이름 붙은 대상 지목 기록
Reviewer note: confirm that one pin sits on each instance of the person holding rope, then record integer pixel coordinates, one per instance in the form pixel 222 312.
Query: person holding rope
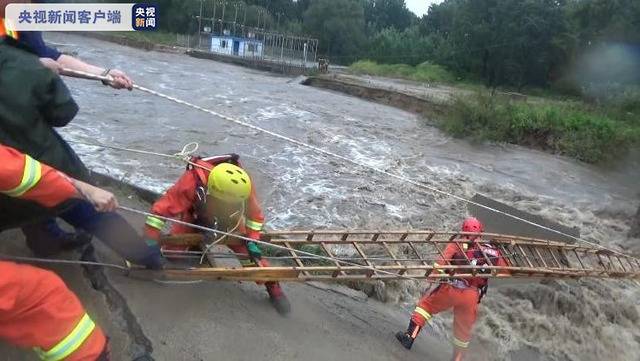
pixel 51 57
pixel 33 100
pixel 217 192
pixel 463 295
pixel 37 310
pixel 40 236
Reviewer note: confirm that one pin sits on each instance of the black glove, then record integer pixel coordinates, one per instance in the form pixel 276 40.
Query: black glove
pixel 254 252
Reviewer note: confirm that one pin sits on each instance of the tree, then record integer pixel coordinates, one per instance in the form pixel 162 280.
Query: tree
pixel 339 25
pixel 384 14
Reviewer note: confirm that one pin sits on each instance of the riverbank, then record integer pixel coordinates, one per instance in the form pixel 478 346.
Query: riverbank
pixel 589 133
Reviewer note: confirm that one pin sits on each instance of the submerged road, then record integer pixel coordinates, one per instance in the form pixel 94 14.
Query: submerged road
pixel 299 189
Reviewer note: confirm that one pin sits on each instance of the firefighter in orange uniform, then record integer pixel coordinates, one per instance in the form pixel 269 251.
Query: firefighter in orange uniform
pixel 37 310
pixel 217 194
pixel 463 295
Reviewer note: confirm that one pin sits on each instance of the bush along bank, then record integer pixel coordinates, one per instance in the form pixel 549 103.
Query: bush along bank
pixel 590 134
pixel 425 72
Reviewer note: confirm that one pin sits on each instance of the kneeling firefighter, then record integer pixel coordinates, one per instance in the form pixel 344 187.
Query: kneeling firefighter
pixel 218 194
pixel 463 295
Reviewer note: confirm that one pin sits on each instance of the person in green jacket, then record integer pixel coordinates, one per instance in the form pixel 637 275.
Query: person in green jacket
pixel 34 100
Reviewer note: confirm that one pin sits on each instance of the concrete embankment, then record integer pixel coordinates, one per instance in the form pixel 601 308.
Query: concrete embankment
pixel 427 103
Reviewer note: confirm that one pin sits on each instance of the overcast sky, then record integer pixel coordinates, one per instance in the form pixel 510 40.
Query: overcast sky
pixel 420 7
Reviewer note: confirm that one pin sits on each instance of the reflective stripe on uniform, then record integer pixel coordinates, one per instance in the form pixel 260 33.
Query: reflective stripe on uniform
pixel 30 177
pixel 6 29
pixel 154 222
pixel 460 344
pixel 422 312
pixel 256 226
pixel 247 263
pixel 71 343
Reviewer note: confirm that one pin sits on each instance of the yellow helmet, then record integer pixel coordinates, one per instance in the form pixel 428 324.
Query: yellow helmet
pixel 229 183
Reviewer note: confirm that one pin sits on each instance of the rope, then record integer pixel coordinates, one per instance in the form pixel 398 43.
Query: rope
pixel 210 245
pixel 337 156
pixel 184 154
pixel 61 261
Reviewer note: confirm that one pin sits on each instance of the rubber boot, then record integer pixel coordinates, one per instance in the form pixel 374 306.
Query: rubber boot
pixel 46 239
pixel 278 298
pixel 406 338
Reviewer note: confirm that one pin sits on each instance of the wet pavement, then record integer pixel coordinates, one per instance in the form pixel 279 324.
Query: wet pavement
pixel 300 189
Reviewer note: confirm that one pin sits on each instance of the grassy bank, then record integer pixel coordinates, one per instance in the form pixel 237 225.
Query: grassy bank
pixel 425 72
pixel 585 132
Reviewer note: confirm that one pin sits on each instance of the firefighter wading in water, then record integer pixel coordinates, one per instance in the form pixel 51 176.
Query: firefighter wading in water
pixel 218 195
pixel 463 295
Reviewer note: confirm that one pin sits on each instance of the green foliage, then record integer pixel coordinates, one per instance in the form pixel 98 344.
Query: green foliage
pixel 384 14
pixel 392 46
pixel 572 129
pixel 425 72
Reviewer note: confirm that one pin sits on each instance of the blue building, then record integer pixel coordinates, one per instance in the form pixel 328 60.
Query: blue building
pixel 232 45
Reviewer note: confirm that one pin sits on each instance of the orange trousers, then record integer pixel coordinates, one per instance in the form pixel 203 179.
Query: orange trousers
pixel 37 310
pixel 464 302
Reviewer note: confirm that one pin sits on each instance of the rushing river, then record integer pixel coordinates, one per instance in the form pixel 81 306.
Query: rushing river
pixel 300 189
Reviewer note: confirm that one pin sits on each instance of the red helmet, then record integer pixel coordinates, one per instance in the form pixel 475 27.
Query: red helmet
pixel 472 224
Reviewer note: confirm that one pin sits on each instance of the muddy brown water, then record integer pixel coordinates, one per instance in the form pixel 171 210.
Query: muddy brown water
pixel 555 320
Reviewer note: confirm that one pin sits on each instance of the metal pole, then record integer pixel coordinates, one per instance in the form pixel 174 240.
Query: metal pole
pixel 224 5
pixel 244 20
pixel 304 55
pixel 282 49
pixel 235 17
pixel 213 19
pixel 200 25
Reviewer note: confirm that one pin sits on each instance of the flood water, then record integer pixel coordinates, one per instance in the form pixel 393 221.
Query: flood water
pixel 301 189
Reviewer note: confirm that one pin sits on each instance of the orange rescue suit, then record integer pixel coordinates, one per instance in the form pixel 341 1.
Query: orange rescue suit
pixel 37 310
pixel 463 295
pixel 180 201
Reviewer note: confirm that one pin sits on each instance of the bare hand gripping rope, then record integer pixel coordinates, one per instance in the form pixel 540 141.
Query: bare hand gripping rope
pixel 80 74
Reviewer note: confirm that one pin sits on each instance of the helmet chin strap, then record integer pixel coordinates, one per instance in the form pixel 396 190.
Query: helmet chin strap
pixel 215 220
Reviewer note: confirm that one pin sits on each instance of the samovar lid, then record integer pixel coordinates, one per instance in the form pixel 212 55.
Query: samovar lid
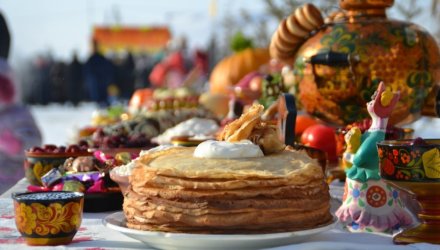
pixel 365 4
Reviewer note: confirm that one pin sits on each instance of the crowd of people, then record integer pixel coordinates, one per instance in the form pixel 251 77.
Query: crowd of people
pixel 105 79
pixel 101 79
pixel 110 78
pixel 18 130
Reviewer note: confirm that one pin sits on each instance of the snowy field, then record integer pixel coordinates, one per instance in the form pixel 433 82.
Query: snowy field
pixel 58 123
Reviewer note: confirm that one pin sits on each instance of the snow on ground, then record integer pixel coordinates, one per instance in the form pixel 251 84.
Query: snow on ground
pixel 58 123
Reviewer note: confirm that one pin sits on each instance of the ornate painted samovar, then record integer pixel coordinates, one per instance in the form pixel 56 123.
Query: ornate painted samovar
pixel 338 66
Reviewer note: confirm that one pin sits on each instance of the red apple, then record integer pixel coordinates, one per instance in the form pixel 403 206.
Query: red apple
pixel 321 137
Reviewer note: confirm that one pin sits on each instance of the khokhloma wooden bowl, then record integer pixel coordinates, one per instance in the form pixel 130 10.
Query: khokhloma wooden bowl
pixel 48 218
pixel 414 166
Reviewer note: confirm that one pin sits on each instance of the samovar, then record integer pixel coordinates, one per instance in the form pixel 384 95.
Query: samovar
pixel 339 65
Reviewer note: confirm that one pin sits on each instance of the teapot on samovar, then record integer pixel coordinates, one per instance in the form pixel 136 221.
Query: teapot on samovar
pixel 337 63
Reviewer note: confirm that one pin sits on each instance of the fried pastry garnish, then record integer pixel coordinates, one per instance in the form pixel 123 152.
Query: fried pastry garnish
pixel 265 135
pixel 241 128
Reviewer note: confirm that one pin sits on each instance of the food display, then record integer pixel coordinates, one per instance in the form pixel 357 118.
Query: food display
pixel 42 159
pixel 228 186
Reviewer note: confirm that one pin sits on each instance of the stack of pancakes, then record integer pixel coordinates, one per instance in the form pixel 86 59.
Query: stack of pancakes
pixel 172 191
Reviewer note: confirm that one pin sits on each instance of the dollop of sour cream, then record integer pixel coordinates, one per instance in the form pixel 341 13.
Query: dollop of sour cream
pixel 224 149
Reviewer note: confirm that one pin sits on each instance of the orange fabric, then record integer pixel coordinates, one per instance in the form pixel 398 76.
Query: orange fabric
pixel 146 39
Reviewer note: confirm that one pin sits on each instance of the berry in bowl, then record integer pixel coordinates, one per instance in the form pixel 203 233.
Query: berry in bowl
pixel 414 166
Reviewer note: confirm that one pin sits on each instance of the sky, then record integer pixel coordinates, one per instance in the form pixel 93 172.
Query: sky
pixel 65 26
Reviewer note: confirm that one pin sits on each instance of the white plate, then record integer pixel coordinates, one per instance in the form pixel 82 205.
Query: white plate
pixel 162 240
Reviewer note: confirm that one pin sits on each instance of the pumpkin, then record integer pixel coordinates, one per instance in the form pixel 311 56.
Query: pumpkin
pixel 230 70
pixel 140 98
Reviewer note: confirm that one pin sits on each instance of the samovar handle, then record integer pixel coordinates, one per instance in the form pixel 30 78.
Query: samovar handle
pixel 287 118
pixel 332 58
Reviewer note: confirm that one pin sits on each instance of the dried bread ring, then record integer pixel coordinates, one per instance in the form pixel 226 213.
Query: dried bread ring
pixel 302 20
pixel 313 15
pixel 282 45
pixel 295 28
pixel 281 56
pixel 286 36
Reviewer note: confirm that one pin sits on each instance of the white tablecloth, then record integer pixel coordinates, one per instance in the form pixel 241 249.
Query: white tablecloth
pixel 93 235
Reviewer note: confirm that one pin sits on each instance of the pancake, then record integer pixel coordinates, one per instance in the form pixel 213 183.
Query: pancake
pixel 172 191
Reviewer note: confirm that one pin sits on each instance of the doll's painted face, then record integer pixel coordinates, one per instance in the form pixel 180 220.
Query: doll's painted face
pixel 370 104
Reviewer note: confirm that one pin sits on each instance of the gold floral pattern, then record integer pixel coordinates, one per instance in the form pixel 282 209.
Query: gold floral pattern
pixel 41 169
pixel 53 219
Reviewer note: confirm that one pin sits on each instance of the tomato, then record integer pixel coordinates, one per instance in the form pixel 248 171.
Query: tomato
pixel 303 122
pixel 321 137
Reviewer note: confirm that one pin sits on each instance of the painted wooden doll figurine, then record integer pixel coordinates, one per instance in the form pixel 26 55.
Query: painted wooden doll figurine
pixel 369 204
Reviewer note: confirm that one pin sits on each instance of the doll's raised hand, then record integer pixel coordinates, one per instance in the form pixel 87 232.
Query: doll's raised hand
pixel 384 101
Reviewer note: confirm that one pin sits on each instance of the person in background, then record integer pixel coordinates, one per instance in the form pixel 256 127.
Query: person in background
pixel 5 38
pixel 18 130
pixel 75 76
pixel 99 75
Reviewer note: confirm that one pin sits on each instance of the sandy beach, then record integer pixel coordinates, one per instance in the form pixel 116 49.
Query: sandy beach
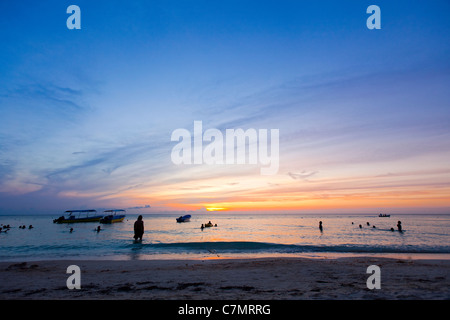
pixel 228 279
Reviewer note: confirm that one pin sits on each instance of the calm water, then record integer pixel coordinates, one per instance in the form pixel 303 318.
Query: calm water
pixel 237 236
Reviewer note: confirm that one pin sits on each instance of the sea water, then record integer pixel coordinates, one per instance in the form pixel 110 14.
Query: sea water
pixel 235 236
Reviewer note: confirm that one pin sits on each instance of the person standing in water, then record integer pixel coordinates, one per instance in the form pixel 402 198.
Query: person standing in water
pixel 138 229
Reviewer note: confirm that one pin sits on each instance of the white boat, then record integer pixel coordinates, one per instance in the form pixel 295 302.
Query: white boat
pixel 112 216
pixel 73 216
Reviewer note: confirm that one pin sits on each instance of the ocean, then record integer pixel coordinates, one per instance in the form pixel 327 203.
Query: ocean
pixel 236 236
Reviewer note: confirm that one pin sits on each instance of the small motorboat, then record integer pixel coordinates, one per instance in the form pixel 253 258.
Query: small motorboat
pixel 79 216
pixel 113 216
pixel 185 218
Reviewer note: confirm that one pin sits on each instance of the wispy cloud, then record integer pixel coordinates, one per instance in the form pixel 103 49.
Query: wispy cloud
pixel 304 175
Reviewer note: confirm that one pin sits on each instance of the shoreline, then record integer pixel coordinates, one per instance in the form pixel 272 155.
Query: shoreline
pixel 269 278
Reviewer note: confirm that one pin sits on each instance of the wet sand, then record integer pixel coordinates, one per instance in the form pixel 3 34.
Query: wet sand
pixel 228 279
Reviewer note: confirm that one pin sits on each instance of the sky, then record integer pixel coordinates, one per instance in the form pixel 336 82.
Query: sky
pixel 86 115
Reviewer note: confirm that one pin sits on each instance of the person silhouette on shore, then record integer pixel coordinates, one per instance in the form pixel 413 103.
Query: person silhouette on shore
pixel 399 226
pixel 138 229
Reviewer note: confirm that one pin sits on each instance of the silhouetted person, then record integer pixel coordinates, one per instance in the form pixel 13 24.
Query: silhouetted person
pixel 138 228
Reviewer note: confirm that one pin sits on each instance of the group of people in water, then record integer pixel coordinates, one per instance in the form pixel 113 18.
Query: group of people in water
pixel 399 226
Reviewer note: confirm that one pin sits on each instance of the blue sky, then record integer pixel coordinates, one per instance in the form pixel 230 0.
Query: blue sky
pixel 86 115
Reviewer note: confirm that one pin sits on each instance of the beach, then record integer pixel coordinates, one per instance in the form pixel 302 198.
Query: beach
pixel 228 279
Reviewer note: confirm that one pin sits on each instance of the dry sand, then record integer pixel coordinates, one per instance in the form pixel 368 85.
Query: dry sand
pixel 228 279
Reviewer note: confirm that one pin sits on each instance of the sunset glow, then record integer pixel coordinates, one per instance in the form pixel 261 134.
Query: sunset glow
pixel 87 115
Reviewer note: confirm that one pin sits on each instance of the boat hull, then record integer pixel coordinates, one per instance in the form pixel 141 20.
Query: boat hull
pixel 186 218
pixel 109 219
pixel 76 220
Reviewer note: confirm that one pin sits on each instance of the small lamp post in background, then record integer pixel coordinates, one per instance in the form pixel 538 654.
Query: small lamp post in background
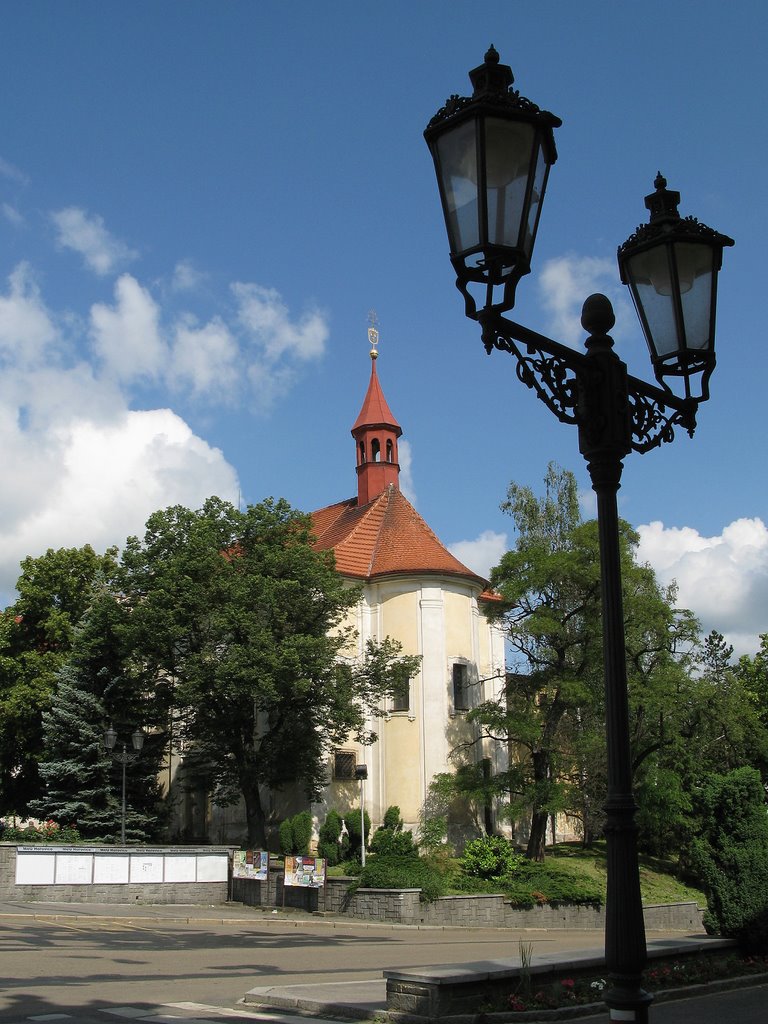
pixel 124 757
pixel 493 153
pixel 360 773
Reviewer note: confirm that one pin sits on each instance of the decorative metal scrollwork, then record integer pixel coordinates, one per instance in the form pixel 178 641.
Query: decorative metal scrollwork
pixel 553 371
pixel 654 417
pixel 550 376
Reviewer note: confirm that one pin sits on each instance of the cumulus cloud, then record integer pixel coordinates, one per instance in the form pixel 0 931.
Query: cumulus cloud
pixel 10 171
pixel 85 233
pixel 265 318
pixel 406 459
pixel 483 553
pixel 26 328
pixel 126 336
pixel 564 284
pixel 722 579
pixel 12 215
pixel 79 465
pixel 185 276
pixel 206 358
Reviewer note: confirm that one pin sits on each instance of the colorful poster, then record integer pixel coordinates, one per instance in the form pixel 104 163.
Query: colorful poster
pixel 251 864
pixel 309 871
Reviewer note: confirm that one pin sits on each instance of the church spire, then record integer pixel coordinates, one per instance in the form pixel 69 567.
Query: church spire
pixel 376 432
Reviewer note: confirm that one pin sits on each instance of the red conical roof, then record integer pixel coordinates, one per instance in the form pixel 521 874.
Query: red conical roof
pixel 376 412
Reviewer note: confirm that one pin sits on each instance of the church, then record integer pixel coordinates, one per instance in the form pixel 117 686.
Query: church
pixel 416 592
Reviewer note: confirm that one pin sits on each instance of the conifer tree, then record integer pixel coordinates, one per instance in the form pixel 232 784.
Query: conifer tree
pixel 94 690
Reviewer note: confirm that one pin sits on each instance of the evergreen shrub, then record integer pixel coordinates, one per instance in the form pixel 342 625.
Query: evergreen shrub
pixel 489 857
pixel 730 856
pixel 331 844
pixel 295 835
pixel 388 871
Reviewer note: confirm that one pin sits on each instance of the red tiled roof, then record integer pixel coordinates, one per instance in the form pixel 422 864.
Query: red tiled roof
pixel 375 410
pixel 387 537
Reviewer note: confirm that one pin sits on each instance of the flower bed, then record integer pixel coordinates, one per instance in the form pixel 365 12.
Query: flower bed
pixel 571 991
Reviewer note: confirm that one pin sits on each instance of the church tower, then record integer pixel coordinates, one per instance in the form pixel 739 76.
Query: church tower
pixel 376 432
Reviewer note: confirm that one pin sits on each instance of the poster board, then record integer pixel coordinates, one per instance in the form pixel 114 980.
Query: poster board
pixel 251 864
pixel 74 868
pixel 111 868
pixel 306 871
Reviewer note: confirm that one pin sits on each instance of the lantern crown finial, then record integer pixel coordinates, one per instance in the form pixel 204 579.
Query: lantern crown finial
pixel 662 203
pixel 492 78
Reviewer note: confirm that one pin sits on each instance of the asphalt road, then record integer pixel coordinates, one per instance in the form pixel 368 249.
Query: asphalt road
pixel 97 969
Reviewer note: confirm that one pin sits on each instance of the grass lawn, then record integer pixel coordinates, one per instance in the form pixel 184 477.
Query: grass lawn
pixel 656 884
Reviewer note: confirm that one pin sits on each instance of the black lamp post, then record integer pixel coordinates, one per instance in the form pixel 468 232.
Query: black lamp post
pixel 360 773
pixel 124 757
pixel 493 152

### 과제 목표:
"pixel 261 134." 문구가 있는 줄부터 "pixel 94 690" 문구가 있는 줄까지, 두 줄을 포함한 목록을 다시 쓰되 "Query" 단어를 "Label" 단어로 대체하고 나머지는 그대로 두세요. 그림은 빼고 쓰세요.

### 과제 풀이:
Reviewer note: confirm that one pin sits on each instance of the sunset glow, then record integer pixel coordinates, one per instance in the form pixel 261 134.
Label: sunset glow
pixel 87 115
Reviewer note: confirm that one pin sits on each instance of the boat hull, then record integer pixel coordinates, one per instance in the form pixel 141 20.
Label: boat hull
pixel 186 218
pixel 109 219
pixel 76 220
Reviewer note: confirm that one pin sits on each instance of the small lamp post in background, then record integer pixel coordinates, one per instance in the form pixel 538 654.
Label: small lamp post in background
pixel 124 757
pixel 493 153
pixel 360 773
Reviewer note: confirm that one pin sits on each instance of the decorative metal scrollwork, then record integer pixel coordinates, one per instance in the form pixel 178 641.
Label: decorative metal scrollwork
pixel 553 371
pixel 654 417
pixel 550 376
Reviewer note: confirm that one pin sits on each instance of the cumulus cloud, then record integer pixel coordinates, one per instance in the form pixel 0 931.
Label: cumulus cloud
pixel 10 171
pixel 85 233
pixel 265 318
pixel 406 459
pixel 483 553
pixel 26 328
pixel 126 336
pixel 564 284
pixel 722 579
pixel 12 215
pixel 79 465
pixel 185 276
pixel 206 358
Reviewer note: confirm that one pin sits on each instance of the colorful poster, then record integer pixel coordinates, one per instance in the form pixel 104 163.
Label: colorful poster
pixel 251 864
pixel 309 871
Reviewer note: confirm that one pin sits on each instance of the church spire, then record integer pixel coordinates, one per instance in the form pixel 69 567.
Label: church spire
pixel 376 432
Reviewer note: confirm that one pin sits on each instance of the red conical roof, then record integer pixel coordinates, one per instance in the form pixel 521 874.
Label: red conical roof
pixel 376 412
Reviewer note: confirm that one pin sits on each instance of the church, then record integer pixel coordinates, one per instance in the form pixel 117 686.
Label: church
pixel 416 592
Reviewer note: confirm that one pin sits on each instance of the conifer tree, then record integer pixel coordinates, one per instance in the form pixel 232 784.
Label: conifer tree
pixel 94 690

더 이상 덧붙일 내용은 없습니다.